## Requirement
In the entries that follow, find the word "query" and report each line it is on.

(Stored dataset items)
━━━━━━━━━━━━━━━━━━━━━━━━━━━━━━

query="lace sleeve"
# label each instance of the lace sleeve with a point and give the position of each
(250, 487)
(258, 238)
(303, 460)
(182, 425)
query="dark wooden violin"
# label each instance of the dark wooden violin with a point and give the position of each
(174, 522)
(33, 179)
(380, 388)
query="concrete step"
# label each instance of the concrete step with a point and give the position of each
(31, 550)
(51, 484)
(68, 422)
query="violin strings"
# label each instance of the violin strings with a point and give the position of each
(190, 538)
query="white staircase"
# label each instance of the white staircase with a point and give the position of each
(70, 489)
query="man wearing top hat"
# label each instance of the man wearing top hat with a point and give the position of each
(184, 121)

━━━━━━━━━━━━━━━━━━━━━━━━━━━━━━

## Answer to the problem
query="lace sleeve"
query="dark wooden violin"
query="concrete step"
query="violin strings"
query="white staircase"
query="man wearing top hat"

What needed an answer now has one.